» **What is expected**:
Show each line of the data below in which "instance" occurs.

Records drawn from a dataset

.....

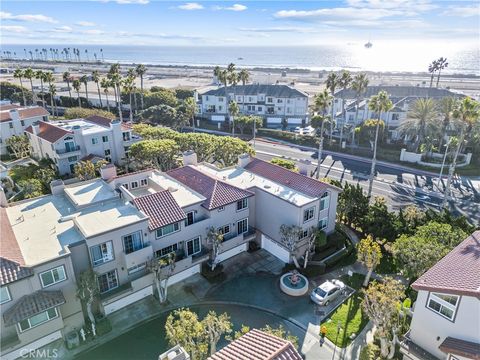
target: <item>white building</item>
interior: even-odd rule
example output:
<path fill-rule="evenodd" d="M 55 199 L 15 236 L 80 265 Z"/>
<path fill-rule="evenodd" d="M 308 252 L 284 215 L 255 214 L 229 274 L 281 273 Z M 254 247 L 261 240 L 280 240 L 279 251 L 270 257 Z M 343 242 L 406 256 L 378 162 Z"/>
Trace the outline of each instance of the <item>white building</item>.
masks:
<path fill-rule="evenodd" d="M 236 85 L 200 94 L 198 115 L 213 122 L 228 120 L 235 100 L 244 115 L 257 115 L 272 128 L 292 128 L 308 122 L 308 94 L 287 85 Z"/>
<path fill-rule="evenodd" d="M 100 116 L 40 121 L 25 132 L 33 157 L 52 159 L 61 175 L 73 173 L 79 160 L 93 156 L 123 164 L 128 148 L 139 140 L 129 125 Z"/>
<path fill-rule="evenodd" d="M 412 287 L 418 291 L 405 359 L 480 359 L 480 231 L 474 232 Z"/>
<path fill-rule="evenodd" d="M 2 104 L 0 106 L 0 153 L 6 154 L 7 139 L 23 135 L 25 129 L 39 121 L 48 121 L 50 114 L 41 106 L 19 106 Z"/>

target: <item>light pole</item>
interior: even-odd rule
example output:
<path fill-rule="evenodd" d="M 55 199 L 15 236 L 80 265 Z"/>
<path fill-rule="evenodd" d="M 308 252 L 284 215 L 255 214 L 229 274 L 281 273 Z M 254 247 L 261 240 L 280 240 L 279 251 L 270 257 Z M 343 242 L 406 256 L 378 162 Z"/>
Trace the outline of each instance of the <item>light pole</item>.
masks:
<path fill-rule="evenodd" d="M 257 132 L 257 121 L 253 119 L 253 150 L 255 150 L 255 133 Z"/>
<path fill-rule="evenodd" d="M 442 181 L 443 167 L 445 166 L 445 160 L 447 159 L 448 147 L 450 146 L 450 140 L 445 144 L 445 155 L 443 155 L 442 166 L 440 168 L 440 175 L 438 175 L 437 189 L 440 190 L 440 181 Z"/>
<path fill-rule="evenodd" d="M 340 333 L 340 330 L 342 329 L 342 323 L 339 321 L 337 323 L 337 336 L 335 337 L 335 344 L 333 344 L 333 355 L 332 355 L 332 360 L 335 359 L 335 352 L 337 351 L 337 341 L 338 341 L 338 334 Z"/>

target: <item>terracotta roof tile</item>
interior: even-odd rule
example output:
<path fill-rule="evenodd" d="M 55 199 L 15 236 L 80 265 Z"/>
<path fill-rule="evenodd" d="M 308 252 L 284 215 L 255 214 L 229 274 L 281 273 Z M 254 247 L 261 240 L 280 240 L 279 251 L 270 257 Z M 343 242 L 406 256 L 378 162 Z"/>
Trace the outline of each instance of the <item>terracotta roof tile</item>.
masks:
<path fill-rule="evenodd" d="M 302 360 L 292 343 L 253 329 L 208 360 Z"/>
<path fill-rule="evenodd" d="M 11 109 L 19 109 L 19 108 L 21 108 L 21 106 L 20 105 L 15 105 L 15 104 L 0 105 L 0 111 L 11 110 Z"/>
<path fill-rule="evenodd" d="M 415 290 L 480 298 L 480 230 L 475 231 L 414 283 Z"/>
<path fill-rule="evenodd" d="M 168 190 L 141 196 L 133 199 L 133 203 L 150 218 L 148 228 L 151 231 L 187 218 Z"/>
<path fill-rule="evenodd" d="M 104 116 L 98 116 L 98 115 L 88 116 L 85 118 L 85 120 L 106 128 L 110 128 L 110 123 L 112 122 L 112 119 L 106 118 Z"/>
<path fill-rule="evenodd" d="M 320 197 L 325 190 L 333 188 L 329 184 L 257 158 L 252 158 L 245 166 L 245 169 L 258 176 L 262 176 L 312 197 Z"/>
<path fill-rule="evenodd" d="M 206 200 L 202 206 L 208 210 L 216 209 L 253 196 L 251 191 L 240 189 L 224 181 L 210 177 L 190 165 L 170 170 L 167 174 L 205 196 Z"/>
<path fill-rule="evenodd" d="M 44 139 L 50 143 L 60 140 L 62 137 L 68 134 L 73 134 L 72 131 L 62 129 L 59 126 L 55 126 L 51 123 L 45 121 L 39 121 L 38 123 L 38 134 L 37 136 L 41 139 Z M 29 126 L 25 129 L 26 132 L 33 134 L 32 126 Z"/>
<path fill-rule="evenodd" d="M 20 120 L 29 119 L 36 116 L 47 116 L 50 113 L 41 106 L 20 107 L 18 105 L 6 105 L 0 108 L 0 122 L 12 121 L 10 110 L 16 109 Z"/>
<path fill-rule="evenodd" d="M 448 336 L 438 347 L 446 354 L 480 360 L 480 344 Z"/>

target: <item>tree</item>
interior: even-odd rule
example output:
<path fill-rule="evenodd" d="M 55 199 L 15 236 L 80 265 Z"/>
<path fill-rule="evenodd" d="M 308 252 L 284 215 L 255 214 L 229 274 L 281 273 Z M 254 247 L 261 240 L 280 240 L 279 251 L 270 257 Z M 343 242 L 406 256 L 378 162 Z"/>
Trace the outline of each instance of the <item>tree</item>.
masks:
<path fill-rule="evenodd" d="M 270 325 L 267 325 L 264 328 L 261 328 L 260 331 L 290 341 L 294 348 L 298 348 L 298 338 L 295 335 L 292 335 L 290 331 L 286 331 L 283 325 L 279 325 L 278 328 L 273 328 Z"/>
<path fill-rule="evenodd" d="M 147 264 L 148 270 L 153 274 L 153 281 L 157 289 L 158 300 L 167 301 L 168 280 L 175 270 L 175 253 L 172 252 L 161 258 L 154 258 Z"/>
<path fill-rule="evenodd" d="M 443 152 L 443 142 L 445 141 L 447 130 L 452 120 L 453 111 L 458 106 L 457 104 L 458 100 L 452 96 L 442 98 L 438 104 L 439 113 L 443 115 L 440 143 L 438 145 L 440 152 Z"/>
<path fill-rule="evenodd" d="M 55 77 L 53 73 L 48 71 L 43 74 L 43 80 L 48 83 L 48 92 L 50 93 L 50 106 L 52 108 L 52 114 L 55 116 L 55 95 L 57 94 L 57 88 L 55 86 Z"/>
<path fill-rule="evenodd" d="M 247 69 L 242 69 L 240 70 L 240 72 L 238 73 L 238 78 L 239 80 L 242 82 L 242 85 L 245 86 L 245 84 L 248 82 L 248 80 L 250 79 L 250 73 L 248 72 Z"/>
<path fill-rule="evenodd" d="M 27 179 L 18 182 L 18 186 L 22 189 L 25 199 L 33 199 L 43 195 L 43 185 L 38 179 Z"/>
<path fill-rule="evenodd" d="M 36 98 L 35 92 L 33 91 L 33 82 L 32 82 L 32 79 L 35 77 L 35 71 L 33 71 L 32 68 L 27 68 L 23 72 L 23 76 L 25 77 L 25 79 L 30 80 L 30 89 L 32 90 L 32 103 L 33 103 L 33 101 L 35 101 L 35 98 Z"/>
<path fill-rule="evenodd" d="M 144 166 L 167 171 L 177 164 L 179 151 L 174 140 L 142 140 L 130 147 L 130 156 Z"/>
<path fill-rule="evenodd" d="M 343 70 L 342 74 L 340 75 L 340 81 L 339 81 L 339 86 L 343 89 L 342 92 L 342 126 L 340 127 L 340 146 L 342 145 L 343 141 L 343 129 L 347 123 L 347 118 L 346 115 L 347 113 L 345 112 L 345 93 L 347 89 L 350 87 L 350 84 L 352 83 L 352 75 L 350 74 L 350 71 L 348 70 Z"/>
<path fill-rule="evenodd" d="M 135 68 L 135 72 L 137 73 L 138 76 L 140 76 L 140 104 L 143 110 L 143 76 L 147 72 L 147 68 L 143 64 L 138 64 L 137 67 Z"/>
<path fill-rule="evenodd" d="M 272 164 L 281 166 L 287 170 L 295 171 L 298 172 L 297 164 L 293 160 L 287 160 L 287 159 L 282 159 L 282 158 L 272 158 L 270 160 Z"/>
<path fill-rule="evenodd" d="M 357 246 L 357 260 L 365 265 L 368 269 L 363 286 L 367 287 L 372 272 L 380 264 L 382 259 L 382 249 L 372 235 L 367 235 L 366 238 L 360 240 Z"/>
<path fill-rule="evenodd" d="M 388 112 L 393 108 L 393 103 L 390 100 L 386 91 L 380 91 L 377 95 L 370 98 L 368 104 L 370 110 L 375 111 L 378 114 L 378 122 L 375 129 L 375 141 L 373 145 L 373 157 L 372 168 L 370 170 L 370 178 L 368 180 L 368 197 L 372 195 L 373 178 L 375 177 L 375 166 L 377 163 L 377 145 L 378 145 L 378 132 L 380 130 L 380 120 L 382 119 L 382 112 Z"/>
<path fill-rule="evenodd" d="M 67 83 L 67 88 L 68 88 L 68 95 L 70 96 L 70 100 L 72 99 L 72 90 L 70 89 L 70 73 L 68 71 L 65 71 L 62 74 L 63 81 Z"/>
<path fill-rule="evenodd" d="M 430 73 L 430 87 L 433 86 L 433 78 L 435 76 L 435 72 L 438 70 L 438 62 L 434 60 L 428 65 L 428 72 Z"/>
<path fill-rule="evenodd" d="M 230 113 L 233 114 L 234 112 L 231 111 Z M 242 135 L 246 127 L 252 127 L 252 132 L 253 132 L 254 124 L 256 125 L 255 127 L 257 127 L 259 124 L 260 126 L 262 126 L 263 124 L 262 118 L 258 116 L 253 116 L 253 115 L 242 115 L 242 116 L 238 116 L 235 119 L 235 126 L 237 126 L 240 129 L 240 134 Z"/>
<path fill-rule="evenodd" d="M 316 128 L 317 131 L 318 131 L 318 128 L 320 128 L 320 133 L 318 134 L 320 139 L 318 142 L 318 158 L 317 158 L 318 163 L 317 163 L 317 171 L 316 171 L 317 180 L 320 177 L 320 165 L 322 163 L 324 127 L 325 127 L 325 122 L 328 121 L 326 114 L 327 114 L 328 108 L 332 106 L 332 100 L 333 100 L 333 97 L 328 94 L 327 89 L 315 95 L 315 98 L 314 98 L 315 111 L 321 114 L 319 116 L 312 117 L 312 120 L 311 120 L 312 126 Z M 331 129 L 332 129 L 332 126 L 330 126 L 330 130 Z"/>
<path fill-rule="evenodd" d="M 367 88 L 368 88 L 367 74 L 360 73 L 355 75 L 352 81 L 352 90 L 355 91 L 355 99 L 356 99 L 354 126 L 358 121 L 358 108 L 360 105 L 360 100 L 362 99 L 363 95 L 366 93 Z M 352 145 L 355 145 L 355 131 L 352 132 Z"/>
<path fill-rule="evenodd" d="M 177 110 L 169 105 L 151 106 L 139 114 L 141 121 L 146 121 L 156 125 L 178 128 Z"/>
<path fill-rule="evenodd" d="M 323 231 L 322 231 L 323 233 Z M 304 255 L 304 262 L 303 262 L 303 268 L 306 269 L 308 265 L 308 260 L 310 260 L 310 257 L 312 254 L 315 254 L 315 246 L 317 244 L 317 237 L 322 236 L 319 235 L 319 232 L 315 227 L 311 227 L 308 229 L 308 236 L 307 236 L 307 247 L 305 249 L 305 255 Z"/>
<path fill-rule="evenodd" d="M 225 334 L 232 332 L 232 323 L 227 313 L 217 315 L 215 311 L 209 311 L 202 320 L 206 338 L 210 344 L 210 355 L 217 352 L 217 344 Z"/>
<path fill-rule="evenodd" d="M 82 77 L 80 77 L 80 82 L 83 83 L 83 85 L 85 86 L 85 98 L 87 99 L 87 105 L 88 105 L 89 104 L 89 101 L 88 101 L 88 76 L 83 75 Z"/>
<path fill-rule="evenodd" d="M 120 65 L 112 64 L 110 70 L 108 71 L 107 78 L 110 80 L 110 84 L 113 87 L 115 93 L 115 101 L 118 108 L 118 116 L 120 117 L 120 122 L 123 122 L 123 113 L 122 113 L 122 96 L 120 91 L 120 86 L 122 84 L 122 76 L 120 75 Z"/>
<path fill-rule="evenodd" d="M 300 265 L 298 264 L 296 252 L 300 243 L 302 231 L 302 228 L 297 225 L 282 224 L 280 226 L 280 240 L 290 253 L 290 258 L 293 260 L 297 269 L 300 268 Z"/>
<path fill-rule="evenodd" d="M 211 265 L 210 269 L 212 271 L 215 270 L 218 264 L 218 255 L 220 251 L 220 247 L 223 242 L 223 234 L 221 234 L 217 229 L 211 226 L 207 231 L 207 244 L 212 245 L 212 257 L 211 257 Z"/>
<path fill-rule="evenodd" d="M 20 89 L 22 90 L 22 99 L 23 99 L 23 105 L 26 106 L 27 105 L 27 99 L 25 98 L 25 88 L 23 87 L 23 82 L 22 82 L 22 78 L 24 76 L 24 72 L 22 69 L 15 69 L 15 71 L 13 72 L 13 77 L 15 79 L 18 79 L 20 81 Z"/>
<path fill-rule="evenodd" d="M 395 315 L 398 304 L 404 297 L 404 289 L 400 282 L 386 277 L 384 282 L 373 281 L 364 290 L 362 308 L 375 324 L 376 335 L 380 338 L 382 357 L 391 359 L 395 353 L 396 331 Z M 393 340 L 389 340 L 393 335 Z"/>
<path fill-rule="evenodd" d="M 5 143 L 17 159 L 30 155 L 30 142 L 26 135 L 13 135 Z"/>
<path fill-rule="evenodd" d="M 98 73 L 98 70 L 92 71 L 92 80 L 97 84 L 98 101 L 100 101 L 100 107 L 103 108 L 102 93 L 100 92 L 100 74 Z"/>
<path fill-rule="evenodd" d="M 90 160 L 79 161 L 75 164 L 73 173 L 75 177 L 80 180 L 90 180 L 97 177 L 97 169 L 99 168 L 100 166 L 96 166 L 96 164 L 92 163 Z"/>
<path fill-rule="evenodd" d="M 415 205 L 409 205 L 406 208 L 400 208 L 396 221 L 397 234 L 413 234 L 417 227 L 426 222 L 425 211 Z"/>
<path fill-rule="evenodd" d="M 108 89 L 112 87 L 112 84 L 110 80 L 107 78 L 103 78 L 100 80 L 100 86 L 103 89 L 103 92 L 105 93 L 105 102 L 107 103 L 107 111 L 110 112 L 110 101 L 108 100 Z"/>
<path fill-rule="evenodd" d="M 362 230 L 376 238 L 392 241 L 396 238 L 395 214 L 388 211 L 387 203 L 381 196 L 375 196 L 372 205 L 362 220 Z"/>
<path fill-rule="evenodd" d="M 42 70 L 35 71 L 35 79 L 40 80 L 40 92 L 42 94 L 42 106 L 45 107 L 45 94 L 43 91 L 43 81 L 45 79 L 45 73 Z"/>
<path fill-rule="evenodd" d="M 328 74 L 327 81 L 325 85 L 327 86 L 327 89 L 330 90 L 330 95 L 332 95 L 332 102 L 331 102 L 331 108 L 332 108 L 332 122 L 330 123 L 330 145 L 332 145 L 332 136 L 333 136 L 333 123 L 335 121 L 335 89 L 337 86 L 340 84 L 340 78 L 339 76 L 331 72 Z"/>
<path fill-rule="evenodd" d="M 228 113 L 232 120 L 232 136 L 235 136 L 235 117 L 240 113 L 240 108 L 235 100 L 228 104 Z"/>
<path fill-rule="evenodd" d="M 178 135 L 181 135 L 180 137 Z M 172 139 L 176 139 L 181 147 L 181 151 L 193 150 L 197 154 L 199 162 L 211 162 L 217 144 L 218 137 L 210 134 L 202 133 L 185 133 L 175 132 Z"/>
<path fill-rule="evenodd" d="M 132 104 L 132 94 L 135 92 L 135 79 L 131 76 L 128 76 L 123 81 L 123 91 L 129 96 L 129 105 L 130 105 L 130 122 L 133 122 L 133 104 Z"/>
<path fill-rule="evenodd" d="M 195 113 L 197 112 L 197 104 L 195 103 L 195 99 L 193 96 L 188 97 L 183 101 L 182 105 L 187 118 L 189 121 L 192 120 L 193 132 L 195 132 Z"/>
<path fill-rule="evenodd" d="M 115 119 L 115 115 L 109 111 L 100 109 L 86 109 L 81 107 L 72 107 L 65 110 L 65 119 L 80 119 L 87 118 L 89 116 L 101 116 L 107 119 Z"/>
<path fill-rule="evenodd" d="M 203 359 L 208 352 L 204 324 L 188 308 L 174 310 L 168 315 L 165 337 L 171 346 L 183 347 L 192 360 Z"/>
<path fill-rule="evenodd" d="M 80 99 L 80 80 L 78 80 L 78 79 L 73 80 L 72 86 L 75 89 L 75 91 L 77 92 L 78 107 L 82 107 L 82 101 Z"/>
<path fill-rule="evenodd" d="M 145 107 L 149 108 L 155 105 L 168 105 L 171 107 L 176 107 L 178 104 L 177 97 L 175 96 L 175 92 L 170 89 L 159 88 L 156 91 L 154 88 L 150 90 L 145 95 Z"/>
<path fill-rule="evenodd" d="M 333 184 L 341 188 L 341 184 Z M 349 226 L 360 226 L 368 213 L 368 197 L 359 184 L 345 183 L 338 197 L 338 218 Z"/>
<path fill-rule="evenodd" d="M 80 273 L 77 281 L 77 297 L 85 304 L 88 319 L 95 324 L 92 306 L 97 299 L 100 290 L 98 288 L 97 274 L 92 269 Z"/>
<path fill-rule="evenodd" d="M 447 67 L 448 67 L 447 58 L 441 57 L 437 60 L 437 70 L 438 70 L 437 88 L 438 88 L 438 83 L 440 82 L 440 73 L 442 72 L 443 69 Z"/>
<path fill-rule="evenodd" d="M 242 154 L 255 154 L 255 150 L 241 139 L 231 136 L 214 136 L 214 139 L 213 162 L 218 162 L 221 166 L 235 165 Z"/>

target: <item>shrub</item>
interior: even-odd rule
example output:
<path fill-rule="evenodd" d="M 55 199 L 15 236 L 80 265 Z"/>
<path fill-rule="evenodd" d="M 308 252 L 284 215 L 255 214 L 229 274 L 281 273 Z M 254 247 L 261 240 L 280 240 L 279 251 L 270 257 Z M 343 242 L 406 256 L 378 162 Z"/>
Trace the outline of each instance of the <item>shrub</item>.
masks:
<path fill-rule="evenodd" d="M 359 360 L 377 360 L 380 356 L 380 348 L 375 344 L 362 347 Z"/>
<path fill-rule="evenodd" d="M 79 119 L 94 115 L 106 117 L 112 120 L 116 117 L 111 112 L 100 109 L 85 109 L 80 107 L 73 107 L 65 110 L 65 119 Z"/>
<path fill-rule="evenodd" d="M 274 165 L 281 166 L 287 170 L 292 170 L 298 172 L 297 164 L 293 160 L 281 159 L 281 158 L 273 158 L 270 162 Z"/>

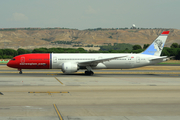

.....

» **Written reply**:
Trace the outline of each instance of the <item>white building</item>.
Trace the outline of each instance of the <item>light pole</item>.
Trace the outline of each instance of the <item>terracotta roof tile</item>.
Trace the outline of each instance of the <item>tree</item>.
Trace the outline of each instance of the <item>shrub</item>.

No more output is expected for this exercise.